▽
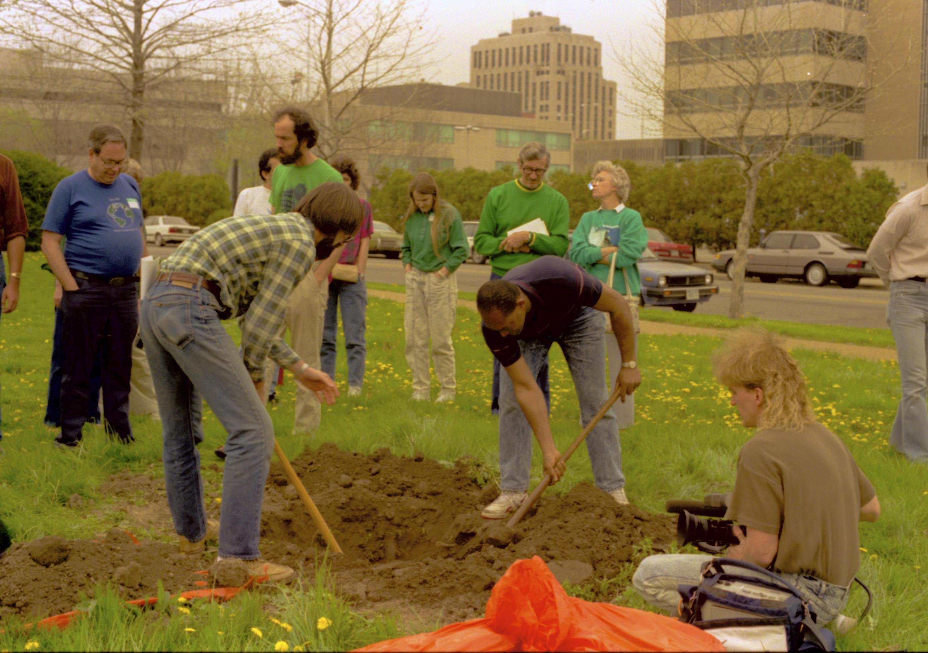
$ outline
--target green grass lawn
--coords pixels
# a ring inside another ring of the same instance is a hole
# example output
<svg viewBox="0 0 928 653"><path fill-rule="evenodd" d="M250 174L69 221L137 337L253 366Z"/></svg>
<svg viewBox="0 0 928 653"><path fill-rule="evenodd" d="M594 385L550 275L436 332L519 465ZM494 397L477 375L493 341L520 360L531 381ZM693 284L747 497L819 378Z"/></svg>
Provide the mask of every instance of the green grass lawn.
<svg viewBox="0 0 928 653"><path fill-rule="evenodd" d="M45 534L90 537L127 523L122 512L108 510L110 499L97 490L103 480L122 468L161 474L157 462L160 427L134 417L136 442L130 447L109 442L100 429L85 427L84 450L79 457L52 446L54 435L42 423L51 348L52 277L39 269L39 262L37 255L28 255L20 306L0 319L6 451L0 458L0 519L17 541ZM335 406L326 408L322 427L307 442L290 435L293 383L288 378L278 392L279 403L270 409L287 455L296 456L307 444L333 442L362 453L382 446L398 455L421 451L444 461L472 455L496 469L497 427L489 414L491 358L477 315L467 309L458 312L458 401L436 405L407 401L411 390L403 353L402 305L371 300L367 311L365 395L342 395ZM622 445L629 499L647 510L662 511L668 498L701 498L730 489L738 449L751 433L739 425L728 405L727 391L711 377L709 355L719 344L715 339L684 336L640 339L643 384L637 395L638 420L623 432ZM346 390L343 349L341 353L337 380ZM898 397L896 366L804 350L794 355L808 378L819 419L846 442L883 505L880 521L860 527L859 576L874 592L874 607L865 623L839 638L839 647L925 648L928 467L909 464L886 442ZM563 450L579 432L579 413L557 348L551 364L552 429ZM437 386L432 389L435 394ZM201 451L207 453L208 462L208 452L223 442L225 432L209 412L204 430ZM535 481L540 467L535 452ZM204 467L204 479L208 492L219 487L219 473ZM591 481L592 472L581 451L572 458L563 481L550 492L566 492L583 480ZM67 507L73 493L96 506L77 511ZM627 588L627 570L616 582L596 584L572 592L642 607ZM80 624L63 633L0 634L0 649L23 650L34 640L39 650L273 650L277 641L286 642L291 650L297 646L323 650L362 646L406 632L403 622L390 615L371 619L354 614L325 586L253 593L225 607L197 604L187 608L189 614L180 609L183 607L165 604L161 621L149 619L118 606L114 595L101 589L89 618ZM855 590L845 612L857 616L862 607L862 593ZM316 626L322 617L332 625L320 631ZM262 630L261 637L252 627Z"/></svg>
△
*Zadanie do wykonania:* Przerób powyższe dane tak, żeby każde „green grass lawn” zamienić na „short mowed lawn”, a całą resztę zostawić bez zmian. Obrazków nie przepisuj.

*Wynik zadania:*
$ outline
--target short mowed lawn
--coords pixels
# a ring inside another ring of the same instance is a hole
# example output
<svg viewBox="0 0 928 653"><path fill-rule="evenodd" d="M250 174L69 221L137 337L253 366Z"/></svg>
<svg viewBox="0 0 928 653"><path fill-rule="evenodd" d="M594 385L550 275L436 332L519 465ZM494 397L477 375L493 341L520 360L531 381ZM693 284L747 497L819 378Z"/></svg>
Provide the mask of every instance of the short mowed lawn.
<svg viewBox="0 0 928 653"><path fill-rule="evenodd" d="M45 534L90 537L127 523L122 512L108 510L110 499L97 490L103 480L122 468L161 474L157 462L160 427L134 417L136 442L130 447L109 442L100 429L85 427L84 450L79 457L52 446L54 435L42 423L51 348L52 277L39 269L39 262L37 255L28 255L20 306L0 319L6 451L0 458L0 519L17 541ZM335 406L326 408L322 427L307 442L290 435L293 383L288 378L278 392L279 403L270 409L287 455L296 456L307 444L333 442L362 453L382 446L398 455L421 451L444 461L472 455L496 469L497 427L489 414L491 358L477 315L467 309L458 312L458 401L436 405L407 401L411 390L403 353L402 305L371 300L367 311L365 395L342 395ZM622 445L629 499L647 510L662 511L668 498L701 498L730 489L738 449L751 433L739 425L728 405L727 391L711 377L709 355L719 344L715 339L684 336L640 339L643 384L637 395L638 420L623 432ZM346 390L343 349L341 353L337 380ZM898 397L896 366L804 350L794 355L808 378L819 419L846 442L883 505L880 521L860 527L859 576L874 592L874 607L865 623L839 638L839 647L925 648L928 467L909 464L886 442ZM563 450L579 432L579 413L557 348L551 364L552 429ZM437 386L432 389L435 394ZM201 451L207 453L208 462L208 452L223 442L225 432L209 412L204 430ZM535 481L540 467L535 452ZM204 467L204 479L208 492L219 487L219 473ZM591 481L592 472L581 451L572 458L563 481L550 492L566 492L583 480ZM67 507L73 493L96 506L77 511ZM627 588L627 570L616 582L596 584L572 592L642 607ZM80 624L63 633L0 634L0 649L23 650L34 640L39 650L273 650L277 641L286 642L291 650L297 646L323 650L362 646L406 632L403 622L390 615L371 619L354 614L325 586L253 593L225 607L197 604L187 608L189 614L180 609L183 607L165 604L161 621L149 619L118 606L114 595L101 589L89 618ZM855 590L845 612L857 616L862 607L862 593ZM316 626L322 617L332 625L320 631ZM262 630L261 637L252 627Z"/></svg>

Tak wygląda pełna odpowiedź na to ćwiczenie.